# [What you are asked to do]
Retype the whole listing below exactly, keeping every picture out of it.

+++ Records supplied

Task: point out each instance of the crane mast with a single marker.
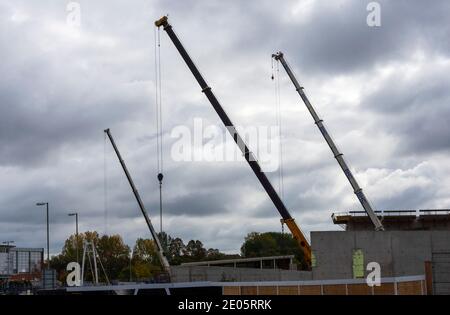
(338, 155)
(159, 249)
(249, 157)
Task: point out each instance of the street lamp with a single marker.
(8, 244)
(75, 214)
(48, 234)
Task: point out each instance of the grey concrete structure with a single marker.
(226, 274)
(399, 253)
(271, 262)
(396, 220)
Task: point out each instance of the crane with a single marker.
(249, 157)
(159, 249)
(279, 56)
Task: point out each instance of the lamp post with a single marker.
(8, 244)
(48, 234)
(75, 214)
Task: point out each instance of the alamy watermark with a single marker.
(374, 17)
(210, 143)
(374, 277)
(73, 18)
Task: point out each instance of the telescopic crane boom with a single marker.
(159, 249)
(338, 155)
(249, 157)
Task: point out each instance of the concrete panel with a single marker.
(229, 274)
(253, 290)
(384, 289)
(409, 288)
(376, 247)
(359, 289)
(335, 289)
(399, 253)
(267, 290)
(235, 290)
(310, 290)
(410, 250)
(288, 290)
(440, 241)
(333, 252)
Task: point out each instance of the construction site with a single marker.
(81, 123)
(378, 252)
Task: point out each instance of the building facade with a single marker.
(15, 260)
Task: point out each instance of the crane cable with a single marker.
(158, 116)
(276, 78)
(105, 187)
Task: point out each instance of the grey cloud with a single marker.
(58, 93)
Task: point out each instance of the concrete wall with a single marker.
(204, 273)
(399, 253)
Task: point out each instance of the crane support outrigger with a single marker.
(159, 249)
(249, 157)
(279, 56)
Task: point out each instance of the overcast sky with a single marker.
(382, 91)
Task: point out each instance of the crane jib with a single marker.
(253, 163)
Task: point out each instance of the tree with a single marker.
(271, 244)
(195, 251)
(145, 261)
(113, 254)
(176, 251)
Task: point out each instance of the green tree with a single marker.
(271, 244)
(145, 261)
(176, 251)
(113, 254)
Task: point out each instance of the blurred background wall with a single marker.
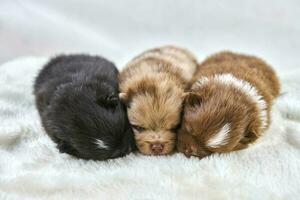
(119, 29)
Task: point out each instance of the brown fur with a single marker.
(153, 86)
(214, 105)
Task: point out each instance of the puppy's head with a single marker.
(154, 108)
(217, 119)
(90, 122)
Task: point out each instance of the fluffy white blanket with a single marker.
(32, 168)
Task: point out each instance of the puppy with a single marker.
(153, 85)
(228, 106)
(77, 99)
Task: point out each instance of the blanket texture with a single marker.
(32, 168)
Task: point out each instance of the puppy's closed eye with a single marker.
(108, 100)
(138, 128)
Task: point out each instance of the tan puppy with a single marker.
(229, 104)
(153, 85)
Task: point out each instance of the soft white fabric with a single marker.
(32, 168)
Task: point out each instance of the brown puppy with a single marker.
(228, 106)
(153, 85)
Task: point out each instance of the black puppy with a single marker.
(77, 99)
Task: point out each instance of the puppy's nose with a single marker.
(188, 153)
(157, 148)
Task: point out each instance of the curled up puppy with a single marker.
(228, 106)
(77, 99)
(153, 86)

++++++

# [Response for this exercise]
Task: point out each instance of the crane mast with a single marker.
(338, 155)
(159, 249)
(249, 157)
Task: point out each instance of the street lamp with a single marker.
(8, 244)
(75, 214)
(48, 234)
Task: point out each instance of the grey concrete structure with a single marker.
(226, 274)
(399, 253)
(271, 262)
(396, 220)
Task: point out each instance of the crane with a single marker.
(249, 157)
(159, 249)
(279, 56)
Task: point out each instance of the lamp post with a single marker.
(8, 244)
(48, 234)
(75, 214)
Task: point out each instance of the alamy watermark with a single marker.
(374, 17)
(210, 143)
(374, 277)
(73, 18)
Task: point out each instance of the telescopic crane boom with a single marker.
(159, 249)
(338, 155)
(249, 157)
Task: point out each instance of the concrete panel with a single marker.
(229, 274)
(253, 290)
(384, 289)
(409, 288)
(376, 247)
(359, 289)
(335, 289)
(399, 253)
(267, 290)
(235, 290)
(310, 290)
(410, 250)
(288, 290)
(440, 241)
(333, 252)
Task: point out each instance of the construction site with a single marker.
(81, 123)
(378, 252)
Task: point out each instance of the building facade with a single marker.
(15, 260)
Task: point out each instance of the crane cable with a single marker.
(158, 116)
(276, 78)
(105, 187)
Task: point out each instance of the grey cloud with a single marker.
(58, 93)
Task: point out each instance of the concrete wall with a single marker.
(204, 273)
(399, 253)
Task: point out each instance of the crane support outrigger with a single marker.
(159, 249)
(249, 157)
(279, 56)
Task: point out each instance of the overcast sky with a single marker.
(382, 91)
Task: point out each instance of the crane jib with a single marker.
(253, 163)
Task: point out each instance of the tree with a single marker.
(271, 244)
(195, 251)
(145, 261)
(113, 254)
(176, 251)
Task: point out each instance of the green tree with a single marker.
(271, 244)
(145, 261)
(176, 251)
(113, 254)
Task: point out each instance of the blurred background wall with a single marker.
(119, 29)
Task: point out each instance of the brown fur with a single marker.
(153, 86)
(214, 105)
Task: point out each instance of the puppy's head with a single marker.
(154, 108)
(217, 119)
(90, 122)
Task: point out each instance of the fluffy white blanket with a single marker.
(32, 168)
Task: point out each instance of the puppy with a single marker.
(153, 85)
(228, 106)
(77, 99)
Task: point out each instance of the blanket texture with a single marker.
(32, 168)
Task: point out each instance of the puppy's closed eye with a single marker.
(108, 100)
(138, 128)
Task: point out each instance of the tan puppy with a single marker.
(229, 104)
(153, 85)
Task: point out each instance of the soft white fabric with a single marker.
(32, 168)
Task: point out each instance of the brown puppy with a single marker.
(228, 106)
(153, 85)
Task: point out each instance of the black puppy with a single marker.
(77, 99)
Task: point out each instance of the puppy's nose with a single marker.
(188, 153)
(157, 148)
Task: point out each instance of the curled up puppy with a single marker.
(228, 106)
(77, 99)
(153, 86)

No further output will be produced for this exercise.